**Job**
Report how many lines in the listing below contain the word "seal". Give only the number.
-=-=-
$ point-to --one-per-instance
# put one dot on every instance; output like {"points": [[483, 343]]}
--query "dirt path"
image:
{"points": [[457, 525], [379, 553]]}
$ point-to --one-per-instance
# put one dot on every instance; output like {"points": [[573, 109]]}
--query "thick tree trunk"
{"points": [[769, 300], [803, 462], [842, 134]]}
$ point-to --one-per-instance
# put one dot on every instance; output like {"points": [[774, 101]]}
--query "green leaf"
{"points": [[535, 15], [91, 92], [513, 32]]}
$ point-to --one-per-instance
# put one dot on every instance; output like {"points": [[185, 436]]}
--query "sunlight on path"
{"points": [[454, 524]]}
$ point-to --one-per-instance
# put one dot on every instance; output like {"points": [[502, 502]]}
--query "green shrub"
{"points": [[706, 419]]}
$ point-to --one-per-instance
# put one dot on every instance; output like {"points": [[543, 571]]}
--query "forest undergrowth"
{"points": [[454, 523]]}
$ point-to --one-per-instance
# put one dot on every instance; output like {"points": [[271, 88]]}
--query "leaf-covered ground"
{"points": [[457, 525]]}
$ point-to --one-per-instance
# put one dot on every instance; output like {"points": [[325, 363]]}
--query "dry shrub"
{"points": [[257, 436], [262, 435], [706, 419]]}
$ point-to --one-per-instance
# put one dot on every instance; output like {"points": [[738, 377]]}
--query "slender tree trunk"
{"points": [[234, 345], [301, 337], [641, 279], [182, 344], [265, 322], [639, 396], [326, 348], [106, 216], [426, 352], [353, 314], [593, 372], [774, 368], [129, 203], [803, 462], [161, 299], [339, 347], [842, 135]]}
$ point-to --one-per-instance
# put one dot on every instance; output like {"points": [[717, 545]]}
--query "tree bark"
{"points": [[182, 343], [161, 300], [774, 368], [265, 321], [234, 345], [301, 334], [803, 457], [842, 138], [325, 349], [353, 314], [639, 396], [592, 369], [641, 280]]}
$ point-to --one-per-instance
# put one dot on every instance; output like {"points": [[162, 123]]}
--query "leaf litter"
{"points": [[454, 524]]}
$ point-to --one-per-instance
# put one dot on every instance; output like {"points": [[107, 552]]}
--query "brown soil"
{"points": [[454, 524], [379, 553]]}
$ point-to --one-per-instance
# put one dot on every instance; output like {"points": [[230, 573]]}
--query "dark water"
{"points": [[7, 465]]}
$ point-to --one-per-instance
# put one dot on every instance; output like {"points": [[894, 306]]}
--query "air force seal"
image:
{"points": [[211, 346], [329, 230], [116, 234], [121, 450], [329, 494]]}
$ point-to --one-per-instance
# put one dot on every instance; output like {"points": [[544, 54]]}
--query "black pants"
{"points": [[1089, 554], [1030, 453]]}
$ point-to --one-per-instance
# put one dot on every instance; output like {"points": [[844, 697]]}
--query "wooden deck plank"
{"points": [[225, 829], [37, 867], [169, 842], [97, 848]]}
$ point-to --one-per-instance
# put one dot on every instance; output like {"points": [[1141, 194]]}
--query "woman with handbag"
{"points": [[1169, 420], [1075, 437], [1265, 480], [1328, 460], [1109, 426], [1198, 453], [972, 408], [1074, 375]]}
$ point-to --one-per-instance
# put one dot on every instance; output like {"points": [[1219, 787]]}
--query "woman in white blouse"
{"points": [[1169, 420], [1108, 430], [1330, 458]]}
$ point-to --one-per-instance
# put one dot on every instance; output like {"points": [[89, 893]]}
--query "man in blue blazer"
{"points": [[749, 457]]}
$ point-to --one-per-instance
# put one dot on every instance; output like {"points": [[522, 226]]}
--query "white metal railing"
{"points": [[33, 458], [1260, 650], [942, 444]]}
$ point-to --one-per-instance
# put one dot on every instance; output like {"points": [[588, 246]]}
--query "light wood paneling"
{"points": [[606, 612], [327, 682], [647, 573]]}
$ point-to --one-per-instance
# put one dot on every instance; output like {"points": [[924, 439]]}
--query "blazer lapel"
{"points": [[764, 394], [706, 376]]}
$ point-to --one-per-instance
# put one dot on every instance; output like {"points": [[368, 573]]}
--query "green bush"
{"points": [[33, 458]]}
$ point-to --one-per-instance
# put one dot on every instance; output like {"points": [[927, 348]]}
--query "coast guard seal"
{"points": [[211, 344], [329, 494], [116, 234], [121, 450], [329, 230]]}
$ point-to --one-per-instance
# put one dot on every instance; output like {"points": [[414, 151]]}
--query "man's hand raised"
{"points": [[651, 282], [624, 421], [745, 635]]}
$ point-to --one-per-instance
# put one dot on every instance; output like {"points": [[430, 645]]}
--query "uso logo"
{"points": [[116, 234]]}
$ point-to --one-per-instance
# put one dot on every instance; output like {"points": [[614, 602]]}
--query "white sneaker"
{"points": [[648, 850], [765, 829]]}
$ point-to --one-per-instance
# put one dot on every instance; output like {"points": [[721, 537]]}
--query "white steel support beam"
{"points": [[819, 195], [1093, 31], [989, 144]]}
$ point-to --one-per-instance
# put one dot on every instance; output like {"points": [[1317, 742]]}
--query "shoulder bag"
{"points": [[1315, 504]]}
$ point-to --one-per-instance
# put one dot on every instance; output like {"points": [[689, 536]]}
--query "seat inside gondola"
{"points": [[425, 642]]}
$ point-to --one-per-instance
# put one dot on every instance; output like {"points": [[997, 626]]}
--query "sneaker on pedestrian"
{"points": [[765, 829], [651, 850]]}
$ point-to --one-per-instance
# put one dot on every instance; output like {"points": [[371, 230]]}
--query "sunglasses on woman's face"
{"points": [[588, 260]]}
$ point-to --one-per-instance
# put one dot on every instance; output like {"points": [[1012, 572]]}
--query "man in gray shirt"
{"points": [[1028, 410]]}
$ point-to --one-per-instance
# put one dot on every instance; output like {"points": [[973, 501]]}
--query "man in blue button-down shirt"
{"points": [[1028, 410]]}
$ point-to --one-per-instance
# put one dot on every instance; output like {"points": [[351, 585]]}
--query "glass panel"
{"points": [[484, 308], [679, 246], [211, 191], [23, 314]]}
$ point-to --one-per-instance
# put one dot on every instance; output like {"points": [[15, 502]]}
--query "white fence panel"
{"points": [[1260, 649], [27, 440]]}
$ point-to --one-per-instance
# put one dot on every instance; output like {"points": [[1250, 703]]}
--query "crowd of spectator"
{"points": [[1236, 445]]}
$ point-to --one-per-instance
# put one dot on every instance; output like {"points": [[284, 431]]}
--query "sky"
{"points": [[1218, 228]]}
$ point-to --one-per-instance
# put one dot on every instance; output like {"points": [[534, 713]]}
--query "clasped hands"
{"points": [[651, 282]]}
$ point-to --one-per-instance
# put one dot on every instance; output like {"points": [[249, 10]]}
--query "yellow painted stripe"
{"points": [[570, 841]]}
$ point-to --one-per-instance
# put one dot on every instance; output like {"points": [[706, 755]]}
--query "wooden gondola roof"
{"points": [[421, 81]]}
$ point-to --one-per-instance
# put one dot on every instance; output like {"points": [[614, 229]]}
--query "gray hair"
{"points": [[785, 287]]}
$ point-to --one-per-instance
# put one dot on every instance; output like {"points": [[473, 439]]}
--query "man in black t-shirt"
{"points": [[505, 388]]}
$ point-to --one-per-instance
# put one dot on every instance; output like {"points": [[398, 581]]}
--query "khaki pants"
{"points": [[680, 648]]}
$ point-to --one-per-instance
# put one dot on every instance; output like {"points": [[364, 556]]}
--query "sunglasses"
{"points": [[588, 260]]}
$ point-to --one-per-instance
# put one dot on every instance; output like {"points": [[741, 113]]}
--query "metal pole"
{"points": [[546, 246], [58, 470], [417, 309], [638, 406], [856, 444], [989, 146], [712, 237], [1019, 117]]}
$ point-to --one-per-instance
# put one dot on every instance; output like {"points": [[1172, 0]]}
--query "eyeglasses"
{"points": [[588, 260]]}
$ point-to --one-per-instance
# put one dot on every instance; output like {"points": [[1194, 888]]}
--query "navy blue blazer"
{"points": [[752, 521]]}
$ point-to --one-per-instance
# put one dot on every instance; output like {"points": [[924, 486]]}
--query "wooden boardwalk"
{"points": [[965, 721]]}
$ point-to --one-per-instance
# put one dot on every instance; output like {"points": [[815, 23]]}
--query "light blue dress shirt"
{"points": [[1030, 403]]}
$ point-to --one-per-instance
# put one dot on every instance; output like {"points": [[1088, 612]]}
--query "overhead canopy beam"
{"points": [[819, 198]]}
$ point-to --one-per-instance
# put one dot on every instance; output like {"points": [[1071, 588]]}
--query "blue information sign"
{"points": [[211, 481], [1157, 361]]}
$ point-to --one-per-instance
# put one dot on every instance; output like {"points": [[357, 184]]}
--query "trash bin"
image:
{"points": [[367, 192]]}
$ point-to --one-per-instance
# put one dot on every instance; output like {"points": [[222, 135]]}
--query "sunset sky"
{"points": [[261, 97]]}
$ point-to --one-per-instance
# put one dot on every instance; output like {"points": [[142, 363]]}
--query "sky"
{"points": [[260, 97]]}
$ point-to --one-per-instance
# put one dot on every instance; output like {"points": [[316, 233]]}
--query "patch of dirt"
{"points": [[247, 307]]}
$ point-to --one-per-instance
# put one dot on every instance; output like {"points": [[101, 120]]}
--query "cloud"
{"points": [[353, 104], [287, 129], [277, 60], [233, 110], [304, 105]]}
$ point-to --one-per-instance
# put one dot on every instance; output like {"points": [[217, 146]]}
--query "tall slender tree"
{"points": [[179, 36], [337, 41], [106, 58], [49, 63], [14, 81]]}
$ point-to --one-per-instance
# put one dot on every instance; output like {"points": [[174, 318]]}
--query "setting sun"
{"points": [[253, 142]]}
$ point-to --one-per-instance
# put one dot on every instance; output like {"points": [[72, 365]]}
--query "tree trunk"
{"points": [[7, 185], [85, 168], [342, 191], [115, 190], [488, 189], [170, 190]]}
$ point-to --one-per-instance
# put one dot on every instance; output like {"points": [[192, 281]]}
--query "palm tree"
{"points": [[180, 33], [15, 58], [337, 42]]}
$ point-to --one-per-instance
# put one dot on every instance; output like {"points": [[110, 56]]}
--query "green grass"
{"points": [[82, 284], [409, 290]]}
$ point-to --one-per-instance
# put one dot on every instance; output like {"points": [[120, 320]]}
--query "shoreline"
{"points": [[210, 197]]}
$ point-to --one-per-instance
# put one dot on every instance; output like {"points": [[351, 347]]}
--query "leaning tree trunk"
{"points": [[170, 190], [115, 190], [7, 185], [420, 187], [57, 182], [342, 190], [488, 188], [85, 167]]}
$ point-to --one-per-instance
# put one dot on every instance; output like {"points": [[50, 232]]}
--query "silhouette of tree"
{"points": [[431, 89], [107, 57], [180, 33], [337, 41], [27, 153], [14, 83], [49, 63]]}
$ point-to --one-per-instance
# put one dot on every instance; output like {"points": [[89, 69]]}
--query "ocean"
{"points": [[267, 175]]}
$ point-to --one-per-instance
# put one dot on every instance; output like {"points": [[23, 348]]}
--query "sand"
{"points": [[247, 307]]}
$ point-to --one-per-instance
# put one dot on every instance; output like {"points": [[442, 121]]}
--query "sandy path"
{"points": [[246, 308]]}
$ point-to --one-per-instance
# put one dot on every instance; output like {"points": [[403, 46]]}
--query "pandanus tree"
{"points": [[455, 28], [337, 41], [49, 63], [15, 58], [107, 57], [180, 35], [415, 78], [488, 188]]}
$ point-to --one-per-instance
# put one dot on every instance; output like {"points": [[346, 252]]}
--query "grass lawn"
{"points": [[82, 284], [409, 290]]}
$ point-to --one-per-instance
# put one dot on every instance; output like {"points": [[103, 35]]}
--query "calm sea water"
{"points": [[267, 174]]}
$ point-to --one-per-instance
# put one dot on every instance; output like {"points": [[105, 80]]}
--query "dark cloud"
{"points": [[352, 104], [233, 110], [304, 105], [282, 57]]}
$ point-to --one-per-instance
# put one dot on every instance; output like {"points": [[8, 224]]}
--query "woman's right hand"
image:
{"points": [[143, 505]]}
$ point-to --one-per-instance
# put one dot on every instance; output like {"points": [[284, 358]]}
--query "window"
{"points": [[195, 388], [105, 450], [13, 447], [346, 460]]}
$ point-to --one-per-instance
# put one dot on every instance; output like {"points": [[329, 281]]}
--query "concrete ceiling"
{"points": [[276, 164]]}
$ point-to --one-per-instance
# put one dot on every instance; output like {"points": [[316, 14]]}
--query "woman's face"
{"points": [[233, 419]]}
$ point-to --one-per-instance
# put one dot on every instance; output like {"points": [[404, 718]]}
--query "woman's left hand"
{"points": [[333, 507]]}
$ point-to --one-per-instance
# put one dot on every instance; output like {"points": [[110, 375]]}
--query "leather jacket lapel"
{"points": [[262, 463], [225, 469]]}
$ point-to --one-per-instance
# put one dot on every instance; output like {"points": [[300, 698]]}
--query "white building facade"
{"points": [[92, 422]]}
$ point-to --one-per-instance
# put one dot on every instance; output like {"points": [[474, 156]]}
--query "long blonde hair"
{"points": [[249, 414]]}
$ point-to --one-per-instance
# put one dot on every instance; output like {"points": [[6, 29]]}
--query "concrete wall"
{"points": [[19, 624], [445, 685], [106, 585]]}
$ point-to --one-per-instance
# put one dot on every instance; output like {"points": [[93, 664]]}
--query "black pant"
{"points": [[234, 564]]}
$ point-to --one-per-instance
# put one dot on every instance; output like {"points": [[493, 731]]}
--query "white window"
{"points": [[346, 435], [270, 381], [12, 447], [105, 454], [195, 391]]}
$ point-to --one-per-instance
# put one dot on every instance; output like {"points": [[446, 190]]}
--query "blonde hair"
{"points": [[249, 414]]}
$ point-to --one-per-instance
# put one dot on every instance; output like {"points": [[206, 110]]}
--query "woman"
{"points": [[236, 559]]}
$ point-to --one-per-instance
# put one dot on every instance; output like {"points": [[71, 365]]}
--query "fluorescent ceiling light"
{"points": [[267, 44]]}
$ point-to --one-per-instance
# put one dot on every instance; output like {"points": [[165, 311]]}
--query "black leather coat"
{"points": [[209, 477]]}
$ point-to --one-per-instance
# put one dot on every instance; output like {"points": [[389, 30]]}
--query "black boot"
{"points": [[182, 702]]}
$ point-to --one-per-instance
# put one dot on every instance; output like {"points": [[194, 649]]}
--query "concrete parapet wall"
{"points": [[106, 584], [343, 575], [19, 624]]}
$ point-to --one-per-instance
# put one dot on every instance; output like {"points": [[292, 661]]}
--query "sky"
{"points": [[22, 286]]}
-=-=-
**Completed task**
2